Data extracts

# # # # #

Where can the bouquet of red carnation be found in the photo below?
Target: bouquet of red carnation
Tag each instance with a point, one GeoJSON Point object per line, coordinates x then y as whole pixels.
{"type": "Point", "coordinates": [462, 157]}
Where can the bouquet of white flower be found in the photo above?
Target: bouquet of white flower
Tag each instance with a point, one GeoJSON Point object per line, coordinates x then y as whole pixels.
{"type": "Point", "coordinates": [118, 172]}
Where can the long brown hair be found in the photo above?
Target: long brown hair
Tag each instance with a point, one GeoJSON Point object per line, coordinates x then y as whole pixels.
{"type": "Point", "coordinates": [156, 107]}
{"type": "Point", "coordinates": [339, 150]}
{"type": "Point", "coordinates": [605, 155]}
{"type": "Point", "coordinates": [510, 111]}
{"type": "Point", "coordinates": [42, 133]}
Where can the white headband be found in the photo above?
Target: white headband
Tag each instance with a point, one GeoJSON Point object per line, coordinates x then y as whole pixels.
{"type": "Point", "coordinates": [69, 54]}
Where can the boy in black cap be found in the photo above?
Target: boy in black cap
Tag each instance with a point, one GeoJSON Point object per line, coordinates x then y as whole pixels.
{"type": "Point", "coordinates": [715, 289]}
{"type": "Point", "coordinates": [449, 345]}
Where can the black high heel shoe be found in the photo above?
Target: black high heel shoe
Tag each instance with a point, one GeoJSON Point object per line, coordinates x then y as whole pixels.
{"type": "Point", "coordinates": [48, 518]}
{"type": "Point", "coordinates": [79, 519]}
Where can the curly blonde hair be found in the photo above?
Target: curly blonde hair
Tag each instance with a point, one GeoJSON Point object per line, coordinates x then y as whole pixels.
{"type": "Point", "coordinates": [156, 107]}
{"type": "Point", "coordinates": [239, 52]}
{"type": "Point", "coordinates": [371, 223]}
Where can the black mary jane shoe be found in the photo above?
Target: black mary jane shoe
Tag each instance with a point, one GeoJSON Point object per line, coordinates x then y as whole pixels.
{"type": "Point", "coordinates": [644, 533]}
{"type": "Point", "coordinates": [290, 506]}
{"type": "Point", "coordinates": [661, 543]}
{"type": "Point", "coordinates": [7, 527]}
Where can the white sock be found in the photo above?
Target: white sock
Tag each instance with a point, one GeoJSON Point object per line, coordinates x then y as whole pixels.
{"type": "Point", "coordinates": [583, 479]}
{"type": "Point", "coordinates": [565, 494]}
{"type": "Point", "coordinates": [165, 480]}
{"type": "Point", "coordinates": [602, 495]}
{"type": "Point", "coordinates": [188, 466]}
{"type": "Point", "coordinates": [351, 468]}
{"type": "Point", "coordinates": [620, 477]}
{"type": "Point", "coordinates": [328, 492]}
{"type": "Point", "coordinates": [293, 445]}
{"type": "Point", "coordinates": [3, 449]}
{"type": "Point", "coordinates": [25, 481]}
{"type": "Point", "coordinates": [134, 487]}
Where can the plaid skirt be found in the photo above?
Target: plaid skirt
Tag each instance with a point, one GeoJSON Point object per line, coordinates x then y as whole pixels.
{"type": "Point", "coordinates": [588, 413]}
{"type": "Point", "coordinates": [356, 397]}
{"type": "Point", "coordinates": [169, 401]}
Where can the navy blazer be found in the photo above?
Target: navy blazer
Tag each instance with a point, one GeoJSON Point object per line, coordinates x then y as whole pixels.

# # # # #

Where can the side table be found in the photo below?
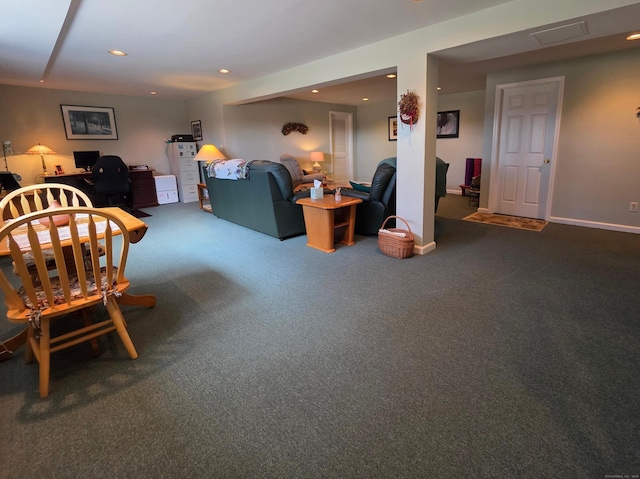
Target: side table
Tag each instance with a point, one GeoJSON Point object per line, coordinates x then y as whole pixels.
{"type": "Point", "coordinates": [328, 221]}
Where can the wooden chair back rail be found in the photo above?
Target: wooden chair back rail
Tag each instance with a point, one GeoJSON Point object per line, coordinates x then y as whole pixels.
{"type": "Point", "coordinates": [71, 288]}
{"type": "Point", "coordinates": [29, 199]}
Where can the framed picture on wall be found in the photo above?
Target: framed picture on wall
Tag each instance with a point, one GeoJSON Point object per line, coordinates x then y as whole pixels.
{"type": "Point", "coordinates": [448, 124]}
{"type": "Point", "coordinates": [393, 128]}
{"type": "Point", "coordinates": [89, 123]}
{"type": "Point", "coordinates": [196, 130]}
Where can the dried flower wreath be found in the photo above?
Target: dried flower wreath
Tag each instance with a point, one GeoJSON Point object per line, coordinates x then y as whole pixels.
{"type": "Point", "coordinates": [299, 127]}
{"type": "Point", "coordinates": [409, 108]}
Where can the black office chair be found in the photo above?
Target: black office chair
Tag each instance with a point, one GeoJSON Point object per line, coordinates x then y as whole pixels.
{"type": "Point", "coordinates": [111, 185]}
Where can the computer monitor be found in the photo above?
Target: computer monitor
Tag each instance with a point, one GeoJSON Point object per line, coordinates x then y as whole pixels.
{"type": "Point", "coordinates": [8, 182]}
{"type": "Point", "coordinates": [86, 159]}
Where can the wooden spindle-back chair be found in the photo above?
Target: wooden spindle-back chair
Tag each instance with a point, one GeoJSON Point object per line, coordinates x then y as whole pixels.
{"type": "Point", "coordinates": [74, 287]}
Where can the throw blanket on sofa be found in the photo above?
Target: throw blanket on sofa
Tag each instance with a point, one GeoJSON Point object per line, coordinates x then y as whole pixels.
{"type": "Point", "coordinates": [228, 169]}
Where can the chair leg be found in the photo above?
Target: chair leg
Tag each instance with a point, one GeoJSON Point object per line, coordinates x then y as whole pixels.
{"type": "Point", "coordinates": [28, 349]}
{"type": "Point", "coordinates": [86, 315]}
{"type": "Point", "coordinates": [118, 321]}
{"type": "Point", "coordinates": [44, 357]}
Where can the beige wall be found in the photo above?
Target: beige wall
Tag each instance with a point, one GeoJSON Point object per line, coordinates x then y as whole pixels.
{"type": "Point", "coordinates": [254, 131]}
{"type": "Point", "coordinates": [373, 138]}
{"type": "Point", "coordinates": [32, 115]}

# # # # #

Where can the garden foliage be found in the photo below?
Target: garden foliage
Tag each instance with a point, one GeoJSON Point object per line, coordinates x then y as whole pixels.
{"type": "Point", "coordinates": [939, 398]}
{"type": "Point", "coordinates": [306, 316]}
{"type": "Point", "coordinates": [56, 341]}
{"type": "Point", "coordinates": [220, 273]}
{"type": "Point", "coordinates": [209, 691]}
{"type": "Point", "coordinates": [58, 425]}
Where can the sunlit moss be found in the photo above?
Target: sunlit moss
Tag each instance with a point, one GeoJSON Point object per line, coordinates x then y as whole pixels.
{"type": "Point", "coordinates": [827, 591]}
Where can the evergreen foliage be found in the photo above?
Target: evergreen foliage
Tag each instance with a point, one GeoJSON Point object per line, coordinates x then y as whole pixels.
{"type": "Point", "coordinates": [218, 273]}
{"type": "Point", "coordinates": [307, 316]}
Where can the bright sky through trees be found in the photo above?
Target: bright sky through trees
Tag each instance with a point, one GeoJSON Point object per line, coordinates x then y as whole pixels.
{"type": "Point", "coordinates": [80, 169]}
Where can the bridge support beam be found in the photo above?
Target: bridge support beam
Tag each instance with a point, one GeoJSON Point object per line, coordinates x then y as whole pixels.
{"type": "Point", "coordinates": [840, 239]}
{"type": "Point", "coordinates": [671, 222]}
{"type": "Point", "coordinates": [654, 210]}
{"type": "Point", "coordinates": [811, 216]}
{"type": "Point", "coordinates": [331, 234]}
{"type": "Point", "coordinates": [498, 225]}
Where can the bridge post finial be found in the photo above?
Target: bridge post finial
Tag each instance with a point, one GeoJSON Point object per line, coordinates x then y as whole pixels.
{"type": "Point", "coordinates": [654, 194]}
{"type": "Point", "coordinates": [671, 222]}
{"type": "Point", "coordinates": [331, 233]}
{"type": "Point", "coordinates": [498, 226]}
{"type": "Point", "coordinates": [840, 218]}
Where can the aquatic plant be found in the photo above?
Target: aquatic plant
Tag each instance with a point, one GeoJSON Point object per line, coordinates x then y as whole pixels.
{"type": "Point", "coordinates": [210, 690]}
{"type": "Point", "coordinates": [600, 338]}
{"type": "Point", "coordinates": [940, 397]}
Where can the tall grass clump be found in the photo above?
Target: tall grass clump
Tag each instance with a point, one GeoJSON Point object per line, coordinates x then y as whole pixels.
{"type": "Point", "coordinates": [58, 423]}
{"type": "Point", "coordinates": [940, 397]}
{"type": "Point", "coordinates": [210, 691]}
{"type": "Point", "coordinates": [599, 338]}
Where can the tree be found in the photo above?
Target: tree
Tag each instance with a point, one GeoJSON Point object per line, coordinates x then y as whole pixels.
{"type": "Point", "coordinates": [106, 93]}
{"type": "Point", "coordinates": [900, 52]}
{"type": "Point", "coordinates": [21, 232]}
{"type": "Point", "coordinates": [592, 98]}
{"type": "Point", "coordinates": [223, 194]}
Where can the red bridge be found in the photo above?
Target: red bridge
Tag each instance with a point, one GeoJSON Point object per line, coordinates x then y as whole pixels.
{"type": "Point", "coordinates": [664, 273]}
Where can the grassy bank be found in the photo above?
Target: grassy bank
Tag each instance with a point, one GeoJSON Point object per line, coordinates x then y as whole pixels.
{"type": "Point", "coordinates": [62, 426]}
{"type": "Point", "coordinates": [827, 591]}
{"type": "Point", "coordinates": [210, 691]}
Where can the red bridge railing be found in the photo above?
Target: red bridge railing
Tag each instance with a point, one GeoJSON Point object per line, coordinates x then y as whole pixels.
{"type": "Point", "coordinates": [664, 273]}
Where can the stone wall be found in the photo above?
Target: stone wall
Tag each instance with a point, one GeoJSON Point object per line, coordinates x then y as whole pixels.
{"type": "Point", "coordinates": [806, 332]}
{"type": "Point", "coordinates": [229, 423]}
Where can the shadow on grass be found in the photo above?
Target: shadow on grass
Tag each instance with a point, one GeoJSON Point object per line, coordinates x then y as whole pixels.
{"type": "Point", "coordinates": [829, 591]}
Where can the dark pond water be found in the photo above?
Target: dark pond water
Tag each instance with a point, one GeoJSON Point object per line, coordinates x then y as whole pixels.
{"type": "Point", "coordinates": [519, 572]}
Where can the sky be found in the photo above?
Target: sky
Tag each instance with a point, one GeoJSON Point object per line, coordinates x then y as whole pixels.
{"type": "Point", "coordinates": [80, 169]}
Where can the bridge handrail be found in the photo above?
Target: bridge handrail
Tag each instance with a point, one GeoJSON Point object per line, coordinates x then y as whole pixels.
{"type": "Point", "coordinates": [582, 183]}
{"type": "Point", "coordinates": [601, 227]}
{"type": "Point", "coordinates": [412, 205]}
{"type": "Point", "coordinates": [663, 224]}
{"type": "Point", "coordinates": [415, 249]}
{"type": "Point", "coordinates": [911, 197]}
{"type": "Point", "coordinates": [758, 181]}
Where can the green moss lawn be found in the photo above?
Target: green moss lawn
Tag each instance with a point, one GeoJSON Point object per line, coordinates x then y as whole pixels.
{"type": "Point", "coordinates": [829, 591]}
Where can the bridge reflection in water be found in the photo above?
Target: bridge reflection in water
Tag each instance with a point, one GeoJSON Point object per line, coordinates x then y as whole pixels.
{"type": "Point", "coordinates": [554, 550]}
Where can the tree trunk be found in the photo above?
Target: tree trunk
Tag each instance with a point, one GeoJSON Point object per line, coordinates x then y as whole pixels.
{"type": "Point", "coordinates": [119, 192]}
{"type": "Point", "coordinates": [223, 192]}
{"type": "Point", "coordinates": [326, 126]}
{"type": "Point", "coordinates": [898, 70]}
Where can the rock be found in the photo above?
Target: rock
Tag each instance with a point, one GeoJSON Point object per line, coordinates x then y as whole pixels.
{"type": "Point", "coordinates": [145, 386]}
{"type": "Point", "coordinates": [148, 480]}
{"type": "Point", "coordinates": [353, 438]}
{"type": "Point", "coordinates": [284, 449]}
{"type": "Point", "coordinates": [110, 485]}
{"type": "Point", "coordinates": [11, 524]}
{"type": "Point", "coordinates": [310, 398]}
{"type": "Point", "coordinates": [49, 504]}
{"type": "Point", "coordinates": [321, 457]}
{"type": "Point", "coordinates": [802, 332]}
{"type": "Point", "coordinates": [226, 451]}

# # # # #

Brief
Starting with the line with "Where can the red bridge be" above and going on through the line with "Where can the grassy", transcribe every line exactly, both ends included, and add nothing.

Your solution
Where can the red bridge be found in the photo above?
Target: red bridge
Tag each instance with a point, one GeoJSON Point object per line, coordinates x then y as whole pixels.
{"type": "Point", "coordinates": [664, 273]}
Where can the grassy bank be found in the photo above?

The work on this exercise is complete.